:: Material provided
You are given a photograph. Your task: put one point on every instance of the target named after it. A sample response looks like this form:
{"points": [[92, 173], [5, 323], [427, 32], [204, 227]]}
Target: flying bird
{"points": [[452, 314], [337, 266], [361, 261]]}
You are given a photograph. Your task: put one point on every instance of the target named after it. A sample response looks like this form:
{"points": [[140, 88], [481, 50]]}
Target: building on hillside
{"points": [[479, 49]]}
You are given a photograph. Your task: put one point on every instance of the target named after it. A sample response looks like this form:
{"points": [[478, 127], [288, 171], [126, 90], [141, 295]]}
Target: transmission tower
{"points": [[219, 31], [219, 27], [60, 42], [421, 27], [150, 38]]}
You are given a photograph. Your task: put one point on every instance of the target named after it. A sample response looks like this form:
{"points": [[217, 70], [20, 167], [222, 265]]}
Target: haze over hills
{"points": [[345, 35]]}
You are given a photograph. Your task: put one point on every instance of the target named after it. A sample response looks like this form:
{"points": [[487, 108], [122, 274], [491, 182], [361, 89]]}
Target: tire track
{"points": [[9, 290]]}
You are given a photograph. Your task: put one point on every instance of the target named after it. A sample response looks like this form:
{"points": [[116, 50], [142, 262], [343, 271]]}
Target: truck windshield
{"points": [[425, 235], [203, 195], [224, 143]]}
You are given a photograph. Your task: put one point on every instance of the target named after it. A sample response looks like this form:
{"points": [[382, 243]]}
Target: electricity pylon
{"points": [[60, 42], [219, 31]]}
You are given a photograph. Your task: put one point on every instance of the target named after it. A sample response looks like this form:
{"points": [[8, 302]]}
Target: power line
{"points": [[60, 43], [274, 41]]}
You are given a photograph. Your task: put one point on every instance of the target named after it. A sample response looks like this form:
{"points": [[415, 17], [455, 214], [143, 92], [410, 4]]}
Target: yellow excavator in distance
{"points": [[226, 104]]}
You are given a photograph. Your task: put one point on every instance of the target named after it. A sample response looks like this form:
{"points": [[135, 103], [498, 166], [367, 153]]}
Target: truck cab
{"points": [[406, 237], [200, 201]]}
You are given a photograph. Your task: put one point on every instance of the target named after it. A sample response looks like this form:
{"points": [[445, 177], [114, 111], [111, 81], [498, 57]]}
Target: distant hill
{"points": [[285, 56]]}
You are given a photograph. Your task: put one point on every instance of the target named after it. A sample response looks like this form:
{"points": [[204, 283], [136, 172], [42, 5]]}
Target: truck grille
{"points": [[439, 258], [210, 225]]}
::::
What is needed: Word for word, quote all of the data above.

Result for this exercise:
You are given a photograph. Your task: put one point on every instance of the target named after it. A sample response looks like this form:
{"points": [[92, 173], [5, 323], [427, 32], [204, 227]]}
Target: flying bird
{"points": [[452, 314], [337, 266], [361, 261]]}
You are given a photograph. Your task: put one point on every instance of the target named after it. A sample response looks like this form:
{"points": [[140, 88], [481, 50]]}
Target: building on hillside
{"points": [[479, 49]]}
You are given a photograph. Your task: put one point on every instance of the target named after it. A sample response looks like this form:
{"points": [[478, 127], [288, 171], [126, 90], [141, 295]]}
Target: transmission tower
{"points": [[219, 31], [219, 27], [60, 42], [421, 27], [150, 38]]}
You are given a photograph. Your task: put one point on every instance of the target named after it. A sample response looks like this form:
{"points": [[217, 70], [20, 167], [222, 265]]}
Target: haze over hills
{"points": [[345, 35]]}
You are given a photograph. Your task: put one point on every instance of the target named after it. A sample response looks like this form:
{"points": [[487, 108], [122, 274], [491, 182], [361, 89]]}
Target: tire track
{"points": [[9, 290]]}
You are given a photograph. Your task: put one point on every instance of the target named after it. A sample response looks like this form:
{"points": [[116, 50], [142, 262], [343, 271]]}
Target: truck windshield
{"points": [[425, 235], [203, 195], [224, 143]]}
You are given a photograph. Your task: put one point on every instance of the target named after it. A sample response looks like this form:
{"points": [[382, 243]]}
Target: electricity pylon
{"points": [[60, 42], [219, 31]]}
You are given a photograph. Your task: put one point on every instance of the target named after it. A sample response looks like this form:
{"points": [[8, 302]]}
Target: power line
{"points": [[60, 43], [274, 41]]}
You are given a photograph. Your task: put one point on every instance of the target named after it. A sample response looks like this form:
{"points": [[415, 17], [455, 214], [143, 92], [410, 4]]}
Target: yellow excavator in distance
{"points": [[226, 104]]}
You are given a photograph. Your task: put one point on every instance of the target named after it. A sample response looks like this form:
{"points": [[135, 103], [498, 166], [367, 153]]}
Target: truck cab
{"points": [[406, 237], [200, 201]]}
You are given a photograph. Your task: put one point on every instance of the target named after it. A sample response looks like this form:
{"points": [[445, 177], [114, 111], [111, 81], [498, 57]]}
Target: distant hill
{"points": [[285, 56]]}
You are given a photograph. Your task: put one point on every instance of the target named after it. A sample response looks like this form:
{"points": [[204, 283], [136, 172], [42, 5]]}
Target: truck grille
{"points": [[439, 258], [210, 225]]}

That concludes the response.